#### EXTRACTED TEXT ####
For Azure SQL, errors generated with a severity level equal or less than 10 do not really generate an exception but are considered as a simple informational or warning message. Driver libraries are capturing this information through specific classes (e.g., InfoMessage for .NET Provider for SQL Server) together with proper exception collection.

At the very minimum, you’ll also want to use these details about the error condition as part of your logging strategy for further analysis from the operations team in charge or running your application. Other than that, you’ll have to decide what option between just retrying the operation (as described in the retry logic section) and returning the information back to the caller is the most correct, so that one can take appropriate decisions on the best course of action for each specific use case.

Frameworks, ORM, and MicroORM

So far, we mentioned that client drivers are generally providing base abstractions to connect, query, and consume results from Azure SQL database instances. That said, application developers in most cases are typically looking at higher-level abstractions to help them be more productive and eliminate recurring and potentially error-prone data access tasks, like representing and interacting with data entities in their application logic.

To achieve higher productivity, a number of data access frameworks have been created of the last 20 years or such that could be grouped in two main buckets:
  • Helper classes that just wrap those base abstractions and simplify common tasks

  • Object-Relational Mappers (ORM), providing rich data modeling and mapping capabilities to reduce the impedance mismatch between relational structures and object-oriented programming

The following table represents a (non-exhaustive) list of some of the most popular libraries in the market by programming language:

Language

Recommended/popular libraries

.NET

• Datasets

• Entity Framework (Core)

• Dapper

Java

• Spring Data

• Hibernate

PHP

• Doctrine

• Eloquent

Node.js

• RxDB

• TypeORM

• Sequelize

Python

• SQLAlchemy

• Django

• pandas

Ruby

• ActiveRecord

Go

• Gorm

In the next sections, we’ll dig deeper into some of them.

Data access frameworks

Although basic abstractions will generally take control of every possible aspect of your database interactions, they may require a lot of boilerplate code in your application to transform objects and structures representing higher-level entities in your logic into rows and columns within your database structure.

Over the years, a number of libraries and frameworks have been created to simplify this issue while still letting you control how your code interacts with your data. As a practical example, in the .NET space, ADO.NET Provider for SQL Server provides from the very first release, together with SqlConnection, SqlCommand , and SqlDataReader classes (representing what is usually referred to as the “connected” portion of SqlClient library), a number of other classes are provided to interpret and navigate through query results in a more “object-oriented” fashion, but also to take care of persisting back to the underlying database whatever change has been made to original data. I’m referring to classes as SqlDataAdapter and DataSet (typed or untyped). DataSet is an in-memory representation of resultsets populated from the scratch in your code or returned from one or more queries to the database and provides additional logic around offline change tracking, data validation, and relationship management between entities. SqlDataAdapter acts as a “connector” between DataSets and database objects and can both automatically generate T-SQL commands that take changes applied to in-memory data and persist them in the back-end database or leverage existing commands and Stored Procedures to control all aspects of these database operations for performance or concurrency reasons. DataSets can also be automatically generated from a database schema and become fully typed objects exposing internal resultsets as named collections (e.g., Customers, Orders, etc.) instead of rows and columns. To discover more about these options, you can find complete coverage at this link: https://aka.ms/dnfado.
#### RECORDS SUPPLIED ####
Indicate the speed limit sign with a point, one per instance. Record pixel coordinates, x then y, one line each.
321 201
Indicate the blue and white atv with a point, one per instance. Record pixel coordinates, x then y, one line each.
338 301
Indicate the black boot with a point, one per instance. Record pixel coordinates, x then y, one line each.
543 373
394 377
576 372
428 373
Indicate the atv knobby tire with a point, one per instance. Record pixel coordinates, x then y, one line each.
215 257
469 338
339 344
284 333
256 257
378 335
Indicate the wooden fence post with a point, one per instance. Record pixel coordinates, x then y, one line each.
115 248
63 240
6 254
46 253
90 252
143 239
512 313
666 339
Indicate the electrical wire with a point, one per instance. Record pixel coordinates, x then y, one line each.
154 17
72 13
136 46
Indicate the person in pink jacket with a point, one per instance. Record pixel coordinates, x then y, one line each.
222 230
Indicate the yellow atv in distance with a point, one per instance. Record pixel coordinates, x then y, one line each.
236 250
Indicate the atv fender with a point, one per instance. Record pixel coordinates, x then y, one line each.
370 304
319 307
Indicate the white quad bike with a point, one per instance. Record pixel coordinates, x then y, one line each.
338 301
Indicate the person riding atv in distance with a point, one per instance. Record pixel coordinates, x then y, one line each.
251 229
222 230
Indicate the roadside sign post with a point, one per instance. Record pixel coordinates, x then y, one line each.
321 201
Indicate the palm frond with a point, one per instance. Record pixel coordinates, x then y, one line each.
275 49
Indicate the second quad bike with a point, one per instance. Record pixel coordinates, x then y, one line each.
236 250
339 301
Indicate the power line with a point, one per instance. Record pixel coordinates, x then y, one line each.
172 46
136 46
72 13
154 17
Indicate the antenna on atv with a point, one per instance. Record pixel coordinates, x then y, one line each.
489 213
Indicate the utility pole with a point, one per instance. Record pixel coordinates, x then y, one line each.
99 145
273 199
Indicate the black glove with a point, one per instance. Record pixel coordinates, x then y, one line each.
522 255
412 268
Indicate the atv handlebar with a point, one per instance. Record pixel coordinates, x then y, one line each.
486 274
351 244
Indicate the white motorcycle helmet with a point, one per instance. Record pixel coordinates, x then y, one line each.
####
=== EXERCISE SET ===
• A. Name every programming language that appears in the table of popular libraries in the text on Azure SQL data access.
• B. From the text on Azure SQL data access, reproduce the passage starting at "Although basic abstractions" and ending at "your database structure.", renaming "boilerplate code" to "repetitive code".
• C. Answer these questions from the text on Azure SQL data access:
(i) Errors with a severity level equal to or less than what number are treated as informational or warning messages?
(ii) Which library is listed for Ruby?
(iii) What does SqlDataAdapter act as between DataSets and database objects?

=== WRITTEN RESPONSES ===
• A. .NET, Java, PHP, Node.js, Python, Ruby, Go

• B.
Although basic abstractions will generally take control of every possible aspect of your database interactions, they may require a lot of repetitive code in your application to transform objects and structures representing higher-level entities in your logic into rows and columns within your database structure.

• C.
(i) 10
(ii) ActiveRecord
(iii) A "connector"